Das Gesetz in die eigene Hand nehmen
Cowboys und Indianer Die Filmschau „Europas Western“ im Zeughauskino versammelt Genreversuche der Stummfilmzeit, des Nationalsozialismus und des Kalten Krieges, darunter Beiträge aus der DDR und Rumänien

[…] Dass sogar im Hitler-Deutschland ein Western entstand, zeugt von der Popularität der zugrunde liegenden Formate, der billigen Romane, aber auch der Mythologie. Der Western ist ein Genre, in dem territoriale Expansion und anschließende Integration verhandelt werden – für ein Land, das Raum im Osten suchte, mussten die Parallelen auf der Hand liegen.
Wie man einer hochinteressanten Filmschau über „Europas Western“ im Zeughauskino entnehmen kann, war „Gold in New Frisco“ aber keineswegs der erste Versuch aus Europa, sich einen Reim auf das essentiell amerikanische Genre zu machen. „Po zakonu“ („Sühne“, 1926) von Lew Kuleschow entstand nach der Vorlage einer Geschichte von Jack London und macht sich ebenfalls ein Bild von einem Goldrausch. […]
Historisch wie geographisch gibt es in der Reihe „Europas Western“ bedeutende (Zeit-)Räume zu durchqueren. Es erweist sich, dass die Blüte des Genres in Amerika (im Wesentlichen von Ende der 1930er bis Ende der 1950er Jahre) in alle Richtungen abgestrahlt ist – sie findet sich vorbereitet eben auch in deutschen Genremischungen bei Phil Jutzi, der „Sensationsdramen mit wilden Reiterszenen“ drehte („Erblich belastet“, 1913), und sie führt später zu zahlreichen Versuchen, die mythischen Potenziale des Western in andere Formen einzubringen (interessantestes Beispiel dafür vielleicht: Peter Schamonis Komödie „Potato Fritz“, ein Irrläufer des Neuen Deutschen Films aus dem Jahr 1976).

- [ERFASSTE DATEN]
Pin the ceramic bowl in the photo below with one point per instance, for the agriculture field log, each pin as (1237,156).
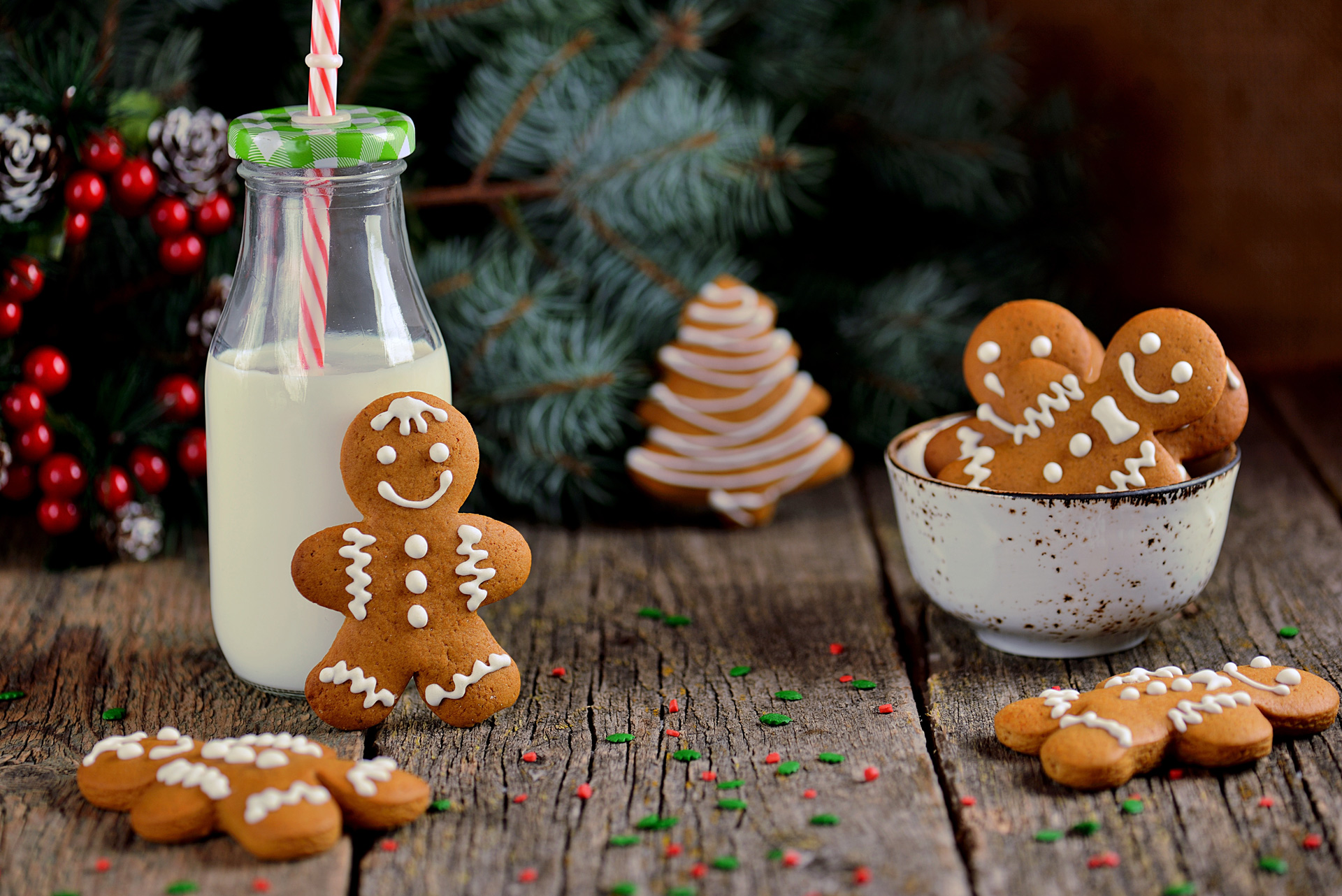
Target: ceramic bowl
(1059,576)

- [ZIEL] Welchen Zeitraum nennt der Auszug über europäische Western als Blütezeit des Genres in Amerika?

- [LÖSUNG] Im Wesentlichen die Zeit von Ende der 1930er bis Ende der 1950er Jahre.